======== LISTA DE FILAS ========
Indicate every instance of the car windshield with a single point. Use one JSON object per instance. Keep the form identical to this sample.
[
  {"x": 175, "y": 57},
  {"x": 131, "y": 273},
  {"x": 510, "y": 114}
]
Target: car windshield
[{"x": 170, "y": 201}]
========
*OBJETIVO DEL EJERCICIO:* ¿Puedes volver a escribir todas las líneas de las filas de arriba, incluidas las instrucciones, multiplicando por 1,85 las coordenadas de las respuestas? Redondea cada valor al entero más cercano y las mitades hacia arriba.

*RESULTADO DEL EJERCICIO:*
Indicate every instance of the car windshield with a single point. Use one JSON object per instance. Keep the form identical to this sample.
[
  {"x": 175, "y": 57},
  {"x": 131, "y": 273},
  {"x": 510, "y": 114}
]
Target: car windshield
[{"x": 315, "y": 372}]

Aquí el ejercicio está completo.